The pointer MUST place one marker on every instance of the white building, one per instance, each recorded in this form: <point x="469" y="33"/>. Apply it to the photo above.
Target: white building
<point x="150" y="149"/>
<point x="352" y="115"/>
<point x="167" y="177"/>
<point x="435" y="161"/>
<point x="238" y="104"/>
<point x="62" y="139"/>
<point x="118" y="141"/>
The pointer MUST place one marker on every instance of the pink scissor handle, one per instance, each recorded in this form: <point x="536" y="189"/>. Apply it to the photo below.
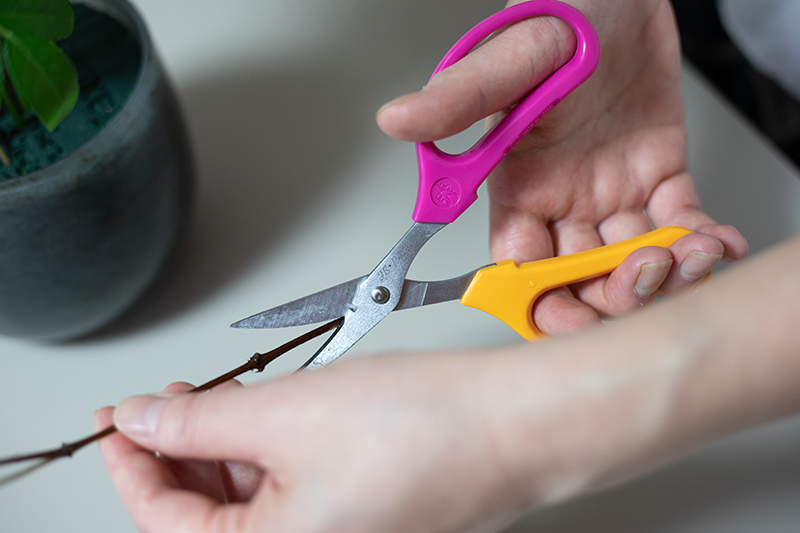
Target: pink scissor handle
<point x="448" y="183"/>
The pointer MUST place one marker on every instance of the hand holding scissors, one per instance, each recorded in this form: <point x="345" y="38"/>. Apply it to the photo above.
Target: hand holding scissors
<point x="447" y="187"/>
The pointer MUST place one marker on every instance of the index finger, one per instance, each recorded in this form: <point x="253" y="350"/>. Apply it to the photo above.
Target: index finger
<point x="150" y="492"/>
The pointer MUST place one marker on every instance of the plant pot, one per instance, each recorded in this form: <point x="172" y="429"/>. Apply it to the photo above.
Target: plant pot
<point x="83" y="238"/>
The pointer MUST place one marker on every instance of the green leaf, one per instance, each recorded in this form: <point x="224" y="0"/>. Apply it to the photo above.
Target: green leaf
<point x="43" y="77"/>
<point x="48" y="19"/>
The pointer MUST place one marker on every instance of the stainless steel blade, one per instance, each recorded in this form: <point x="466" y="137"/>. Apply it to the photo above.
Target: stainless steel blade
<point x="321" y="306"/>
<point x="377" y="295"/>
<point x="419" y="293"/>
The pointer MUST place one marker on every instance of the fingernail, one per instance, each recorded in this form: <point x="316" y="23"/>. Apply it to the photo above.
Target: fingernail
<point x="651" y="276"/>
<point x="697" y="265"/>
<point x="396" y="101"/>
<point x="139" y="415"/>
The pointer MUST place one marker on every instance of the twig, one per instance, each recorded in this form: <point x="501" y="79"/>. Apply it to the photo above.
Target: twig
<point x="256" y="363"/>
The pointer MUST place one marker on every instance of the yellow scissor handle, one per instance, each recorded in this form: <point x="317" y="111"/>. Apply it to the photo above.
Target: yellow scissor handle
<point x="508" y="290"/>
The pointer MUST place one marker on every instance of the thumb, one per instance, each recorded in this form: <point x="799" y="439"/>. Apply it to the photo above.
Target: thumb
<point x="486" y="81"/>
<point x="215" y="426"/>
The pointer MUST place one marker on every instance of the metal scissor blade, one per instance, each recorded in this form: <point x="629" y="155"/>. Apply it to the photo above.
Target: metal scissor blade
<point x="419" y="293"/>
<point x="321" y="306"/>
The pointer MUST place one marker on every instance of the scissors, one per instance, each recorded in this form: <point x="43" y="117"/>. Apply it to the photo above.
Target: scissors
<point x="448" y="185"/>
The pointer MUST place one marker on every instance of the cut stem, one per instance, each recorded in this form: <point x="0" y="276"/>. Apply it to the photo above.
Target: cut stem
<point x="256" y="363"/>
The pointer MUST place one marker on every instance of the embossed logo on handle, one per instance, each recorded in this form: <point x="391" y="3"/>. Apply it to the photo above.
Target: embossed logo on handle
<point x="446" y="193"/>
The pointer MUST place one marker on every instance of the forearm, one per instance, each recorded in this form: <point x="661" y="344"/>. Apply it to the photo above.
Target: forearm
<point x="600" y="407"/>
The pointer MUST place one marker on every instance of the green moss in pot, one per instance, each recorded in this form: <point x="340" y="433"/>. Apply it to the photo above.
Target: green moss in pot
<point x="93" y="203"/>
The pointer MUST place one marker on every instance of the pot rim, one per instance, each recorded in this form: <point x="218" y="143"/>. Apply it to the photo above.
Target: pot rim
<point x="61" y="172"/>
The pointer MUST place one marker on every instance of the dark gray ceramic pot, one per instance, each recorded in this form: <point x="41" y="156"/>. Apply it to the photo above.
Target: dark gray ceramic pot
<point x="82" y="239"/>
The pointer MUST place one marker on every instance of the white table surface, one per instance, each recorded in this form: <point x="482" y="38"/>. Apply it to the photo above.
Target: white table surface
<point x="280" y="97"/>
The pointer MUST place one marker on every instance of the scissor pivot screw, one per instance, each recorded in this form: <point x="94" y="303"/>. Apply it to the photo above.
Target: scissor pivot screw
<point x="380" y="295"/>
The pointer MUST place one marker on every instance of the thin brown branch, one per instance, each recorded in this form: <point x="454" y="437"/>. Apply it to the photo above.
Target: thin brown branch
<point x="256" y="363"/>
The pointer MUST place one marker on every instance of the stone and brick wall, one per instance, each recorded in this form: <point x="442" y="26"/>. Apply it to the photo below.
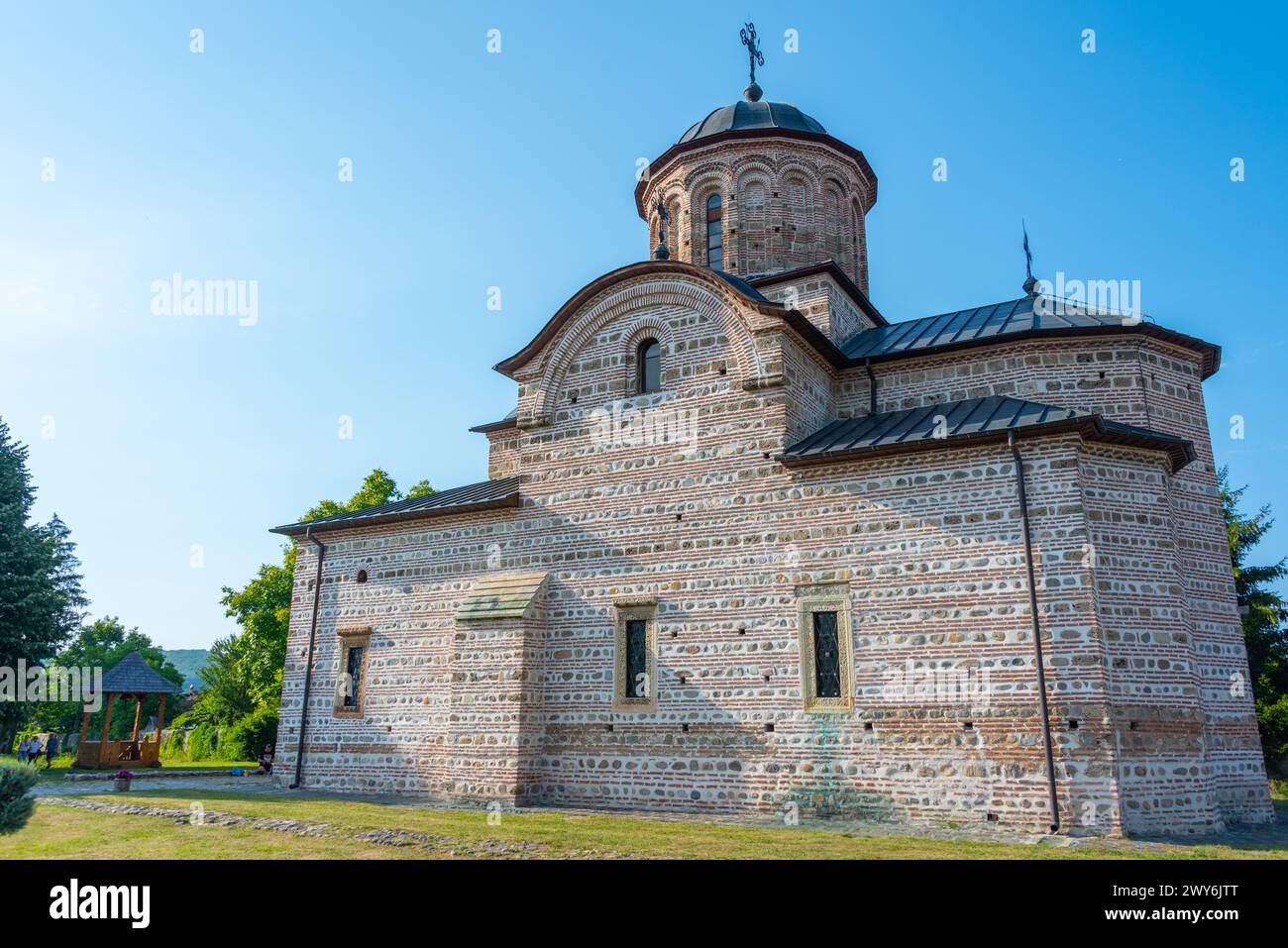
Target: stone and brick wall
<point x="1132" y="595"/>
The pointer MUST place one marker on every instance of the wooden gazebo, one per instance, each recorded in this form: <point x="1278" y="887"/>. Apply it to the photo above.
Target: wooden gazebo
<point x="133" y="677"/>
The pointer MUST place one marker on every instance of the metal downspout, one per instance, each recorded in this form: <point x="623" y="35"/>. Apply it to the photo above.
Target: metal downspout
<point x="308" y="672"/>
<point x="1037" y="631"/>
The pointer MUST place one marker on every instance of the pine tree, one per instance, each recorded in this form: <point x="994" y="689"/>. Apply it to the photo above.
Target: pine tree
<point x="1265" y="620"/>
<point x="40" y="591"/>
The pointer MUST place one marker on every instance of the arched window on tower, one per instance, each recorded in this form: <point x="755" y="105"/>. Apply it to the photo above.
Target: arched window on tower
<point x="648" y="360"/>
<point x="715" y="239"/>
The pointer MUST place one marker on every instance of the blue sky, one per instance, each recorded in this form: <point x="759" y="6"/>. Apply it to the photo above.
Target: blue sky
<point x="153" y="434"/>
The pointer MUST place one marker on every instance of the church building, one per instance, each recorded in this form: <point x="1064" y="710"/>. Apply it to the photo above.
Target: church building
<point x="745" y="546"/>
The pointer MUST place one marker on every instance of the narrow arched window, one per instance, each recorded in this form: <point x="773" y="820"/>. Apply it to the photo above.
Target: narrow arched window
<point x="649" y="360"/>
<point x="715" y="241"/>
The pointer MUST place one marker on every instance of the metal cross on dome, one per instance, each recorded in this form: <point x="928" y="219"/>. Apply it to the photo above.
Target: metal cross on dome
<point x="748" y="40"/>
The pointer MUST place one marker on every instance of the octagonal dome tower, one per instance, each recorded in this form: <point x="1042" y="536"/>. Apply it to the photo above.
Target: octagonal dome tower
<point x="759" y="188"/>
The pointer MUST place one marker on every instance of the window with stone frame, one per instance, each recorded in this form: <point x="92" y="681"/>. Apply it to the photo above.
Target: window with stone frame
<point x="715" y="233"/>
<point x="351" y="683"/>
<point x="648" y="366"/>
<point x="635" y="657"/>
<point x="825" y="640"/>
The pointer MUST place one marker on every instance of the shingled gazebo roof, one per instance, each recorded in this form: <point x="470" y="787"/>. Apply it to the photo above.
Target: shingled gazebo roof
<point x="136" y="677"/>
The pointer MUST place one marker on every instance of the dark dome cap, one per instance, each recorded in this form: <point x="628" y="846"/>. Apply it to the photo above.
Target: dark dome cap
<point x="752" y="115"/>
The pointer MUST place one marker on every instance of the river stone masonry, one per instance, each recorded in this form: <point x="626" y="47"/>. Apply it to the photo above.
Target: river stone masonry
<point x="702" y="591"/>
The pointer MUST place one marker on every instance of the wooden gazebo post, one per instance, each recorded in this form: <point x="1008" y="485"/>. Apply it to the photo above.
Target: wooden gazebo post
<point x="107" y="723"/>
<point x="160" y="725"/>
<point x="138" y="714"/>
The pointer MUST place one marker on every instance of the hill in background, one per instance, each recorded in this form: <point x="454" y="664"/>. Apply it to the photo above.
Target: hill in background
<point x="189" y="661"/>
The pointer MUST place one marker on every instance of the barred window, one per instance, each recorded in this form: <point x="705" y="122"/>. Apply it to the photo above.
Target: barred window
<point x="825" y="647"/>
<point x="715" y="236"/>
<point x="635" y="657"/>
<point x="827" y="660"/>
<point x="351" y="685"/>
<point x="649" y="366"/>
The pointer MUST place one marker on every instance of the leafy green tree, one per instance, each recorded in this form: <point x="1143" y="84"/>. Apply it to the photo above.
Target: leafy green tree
^^^^^^^^^^^^^^^^
| Stated exercise |
Swap "gazebo" for "pavilion" throughout the lines running from the one containing "of the shingled" through the end of the listing, inclusive. Return only those lines, otherwise unchanged.

| Solution to this exercise |
The pointer MUST place one marker on every instance of the shingled pavilion roof, one per instance, each recorded in this form: <point x="470" y="787"/>. Apply it to the photo above.
Target: shingled pavilion roof
<point x="136" y="677"/>
The pointer MUST place one marker on every instance of the dark dome cap, one per instance, each recorded in this form: <point x="628" y="846"/>. Apply it to the photo above.
Target: dark dome cap
<point x="752" y="115"/>
The pointer MUST place one marker on every instance of the river stone masonry, one per instance, each recorded in this form: <point x="626" y="47"/>. Apply it to the photo above.
Target: river stone masonry
<point x="702" y="591"/>
The pointer MUST place one marker on every instance of the wooden pavilion post, one per instance, each recorded in this form: <point x="1008" y="485"/>. Apply it to the photo above.
Target: wooden pavilion post
<point x="107" y="723"/>
<point x="160" y="725"/>
<point x="138" y="714"/>
The pointer MUST place one marker on every instance of the hill in background, one per instance, each recorded in this form: <point x="454" y="664"/>. Apply it to the photo above.
Target: hill in background
<point x="189" y="661"/>
The pointer MUST place one marker on every instance of the barred window, one per instance, each recorded in this form: <point x="705" y="122"/>. Apply it to the photo above.
Target: barred window
<point x="825" y="647"/>
<point x="715" y="236"/>
<point x="635" y="657"/>
<point x="827" y="660"/>
<point x="351" y="685"/>
<point x="649" y="366"/>
The pointer MUST place one marker on every instance of the leafy green tree, one per instance, each recorded in this form: <point x="1143" y="84"/>. Apply it to the photo above.
Target: leafy green tree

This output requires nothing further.